> Description of the task:
In the forum thread about copying files between servers over SMB, what problem kept RichCopy from being acceptable?

> Text block:
▶
# Anyone have a good/fast way to copy a lot files from one server to another via SMB



## avisitor (Jul 13, 2008)

I need to move a few million files (~600GB) from one server to another. 

The originating server is running 2k3 Storage Server Edition and the destination server is running 2k8 Enterprise. Both servers are using 4 disks in RAID 5. 

Here's what I've tried:

* Robocopy: Seemed really slow. Like took 30 minutes to move a gigabyte.

* RichCopy: Nice and fast, except it didn't preserve ACLs. That's the most important thing. I need permissions preserved.

* Fast Copy: It seems to work. It's about the same as Robocopy. Maybe faster. I can't tell.

The main problem with everything is the number of files. They're not large, there are just a ton of them. (Think millions of Word docs and other similar files.)

The other problem is that there's a backup job running right now. (It's been running for over 30 hrs.) I'd need to get permission to kill it.

What do you guys think.


----------



## avisitor (Jul 13, 2008)

Fast Copy seems to be about twice as fast as robocopy. However, it's all still too slow.

Does anyone know of a multithreaded file copier. I think that's the main problem. I really don't want to write one.


----------



## leroys1000 (Aug 16, 2007)

You will want to kill that backup process as it uses a lot of cpu cycles
and hard drive throughput.
That is going to slow it down a lot.
Still,600Gb is a lot to move and will take a while.
You might dump the files to an external drive,then
transfer them.


----------
◀
> Dataset:
▶
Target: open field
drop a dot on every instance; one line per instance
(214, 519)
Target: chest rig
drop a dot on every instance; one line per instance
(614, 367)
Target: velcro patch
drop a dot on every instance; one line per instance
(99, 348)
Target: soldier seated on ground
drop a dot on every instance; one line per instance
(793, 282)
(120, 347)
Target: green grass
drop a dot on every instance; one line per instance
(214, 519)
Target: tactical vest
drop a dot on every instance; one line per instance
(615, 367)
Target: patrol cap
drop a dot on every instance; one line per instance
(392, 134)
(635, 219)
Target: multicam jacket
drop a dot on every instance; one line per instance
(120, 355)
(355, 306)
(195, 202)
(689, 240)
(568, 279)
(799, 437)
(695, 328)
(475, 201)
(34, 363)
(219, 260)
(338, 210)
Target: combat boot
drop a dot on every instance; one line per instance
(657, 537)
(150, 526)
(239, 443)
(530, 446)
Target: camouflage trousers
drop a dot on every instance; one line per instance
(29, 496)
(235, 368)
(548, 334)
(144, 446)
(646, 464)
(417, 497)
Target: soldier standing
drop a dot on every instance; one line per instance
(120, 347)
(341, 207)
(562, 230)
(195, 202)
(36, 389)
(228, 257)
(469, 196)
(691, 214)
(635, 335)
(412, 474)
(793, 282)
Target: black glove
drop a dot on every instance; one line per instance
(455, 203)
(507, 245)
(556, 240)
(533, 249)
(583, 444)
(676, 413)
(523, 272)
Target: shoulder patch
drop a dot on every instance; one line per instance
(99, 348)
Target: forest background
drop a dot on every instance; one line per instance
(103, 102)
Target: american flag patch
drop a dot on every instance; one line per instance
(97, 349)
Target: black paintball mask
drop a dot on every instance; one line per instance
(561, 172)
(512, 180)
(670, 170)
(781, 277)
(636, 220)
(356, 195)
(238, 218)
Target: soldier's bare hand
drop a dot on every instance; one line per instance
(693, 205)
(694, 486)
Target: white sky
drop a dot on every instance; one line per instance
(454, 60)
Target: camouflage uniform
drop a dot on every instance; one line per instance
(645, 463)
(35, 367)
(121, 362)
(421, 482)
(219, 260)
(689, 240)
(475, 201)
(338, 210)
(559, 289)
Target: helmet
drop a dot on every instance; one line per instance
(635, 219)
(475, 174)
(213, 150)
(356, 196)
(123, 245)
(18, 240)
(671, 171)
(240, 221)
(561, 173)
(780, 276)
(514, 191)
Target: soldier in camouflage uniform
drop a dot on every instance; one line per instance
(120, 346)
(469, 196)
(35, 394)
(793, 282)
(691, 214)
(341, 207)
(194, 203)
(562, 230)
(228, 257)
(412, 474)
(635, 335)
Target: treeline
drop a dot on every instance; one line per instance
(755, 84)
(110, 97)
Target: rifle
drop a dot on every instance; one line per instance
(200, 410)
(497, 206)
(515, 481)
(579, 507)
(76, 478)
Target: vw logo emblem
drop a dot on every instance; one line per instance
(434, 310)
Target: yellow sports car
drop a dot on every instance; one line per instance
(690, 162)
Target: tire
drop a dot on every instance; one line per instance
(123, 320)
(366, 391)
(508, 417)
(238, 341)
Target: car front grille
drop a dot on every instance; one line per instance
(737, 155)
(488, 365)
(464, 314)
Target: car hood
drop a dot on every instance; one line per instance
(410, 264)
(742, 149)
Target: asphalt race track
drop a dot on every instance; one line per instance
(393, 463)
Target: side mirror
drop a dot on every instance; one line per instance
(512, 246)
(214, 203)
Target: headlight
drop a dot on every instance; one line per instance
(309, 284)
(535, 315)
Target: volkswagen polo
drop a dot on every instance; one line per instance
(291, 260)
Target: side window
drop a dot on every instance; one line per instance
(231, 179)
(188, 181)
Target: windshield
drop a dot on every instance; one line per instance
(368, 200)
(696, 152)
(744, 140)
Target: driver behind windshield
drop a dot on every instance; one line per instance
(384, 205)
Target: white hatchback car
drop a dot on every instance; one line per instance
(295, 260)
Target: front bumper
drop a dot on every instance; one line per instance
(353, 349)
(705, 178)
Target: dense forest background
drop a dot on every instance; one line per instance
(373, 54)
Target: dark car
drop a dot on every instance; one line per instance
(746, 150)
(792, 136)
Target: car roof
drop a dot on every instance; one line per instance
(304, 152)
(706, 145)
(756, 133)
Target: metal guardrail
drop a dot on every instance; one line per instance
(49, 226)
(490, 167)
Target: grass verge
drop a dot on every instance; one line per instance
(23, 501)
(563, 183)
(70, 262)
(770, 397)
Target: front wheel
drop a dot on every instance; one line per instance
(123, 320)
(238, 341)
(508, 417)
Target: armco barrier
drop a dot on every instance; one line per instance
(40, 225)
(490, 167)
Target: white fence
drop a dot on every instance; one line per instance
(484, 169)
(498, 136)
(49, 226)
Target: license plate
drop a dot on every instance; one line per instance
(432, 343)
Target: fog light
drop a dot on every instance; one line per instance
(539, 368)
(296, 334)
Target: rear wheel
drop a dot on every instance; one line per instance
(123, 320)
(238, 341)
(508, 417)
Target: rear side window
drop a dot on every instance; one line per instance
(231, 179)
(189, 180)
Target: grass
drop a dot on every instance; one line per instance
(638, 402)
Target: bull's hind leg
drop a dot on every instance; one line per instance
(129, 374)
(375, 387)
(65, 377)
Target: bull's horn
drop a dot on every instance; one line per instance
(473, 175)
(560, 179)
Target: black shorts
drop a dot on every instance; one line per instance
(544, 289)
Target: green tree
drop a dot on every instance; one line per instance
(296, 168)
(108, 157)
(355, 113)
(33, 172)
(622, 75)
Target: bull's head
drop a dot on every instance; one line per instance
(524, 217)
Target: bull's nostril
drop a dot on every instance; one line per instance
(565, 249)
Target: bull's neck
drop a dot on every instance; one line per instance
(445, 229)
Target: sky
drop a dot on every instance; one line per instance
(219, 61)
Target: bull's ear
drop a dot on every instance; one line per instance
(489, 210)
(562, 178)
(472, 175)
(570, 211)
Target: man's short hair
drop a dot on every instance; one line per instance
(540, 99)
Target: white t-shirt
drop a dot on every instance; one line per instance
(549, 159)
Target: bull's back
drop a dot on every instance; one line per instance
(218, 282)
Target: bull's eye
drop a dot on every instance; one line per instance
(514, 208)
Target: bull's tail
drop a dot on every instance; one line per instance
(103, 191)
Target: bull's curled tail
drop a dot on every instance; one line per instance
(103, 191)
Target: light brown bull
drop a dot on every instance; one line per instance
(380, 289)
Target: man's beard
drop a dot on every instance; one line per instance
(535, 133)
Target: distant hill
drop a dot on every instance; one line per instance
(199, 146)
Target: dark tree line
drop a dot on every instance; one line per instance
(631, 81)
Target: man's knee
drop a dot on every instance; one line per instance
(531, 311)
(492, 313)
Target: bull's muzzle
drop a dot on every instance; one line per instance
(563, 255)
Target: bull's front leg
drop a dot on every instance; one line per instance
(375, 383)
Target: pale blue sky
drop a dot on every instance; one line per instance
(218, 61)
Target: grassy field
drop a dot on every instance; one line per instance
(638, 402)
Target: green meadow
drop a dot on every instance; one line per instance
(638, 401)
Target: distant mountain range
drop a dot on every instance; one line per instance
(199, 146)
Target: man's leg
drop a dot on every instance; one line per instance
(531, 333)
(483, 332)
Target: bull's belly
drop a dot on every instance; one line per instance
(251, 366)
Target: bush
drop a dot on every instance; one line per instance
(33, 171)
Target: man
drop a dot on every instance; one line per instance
◀
> Full response:
It didn't preserve ACLs, so permissions were lost.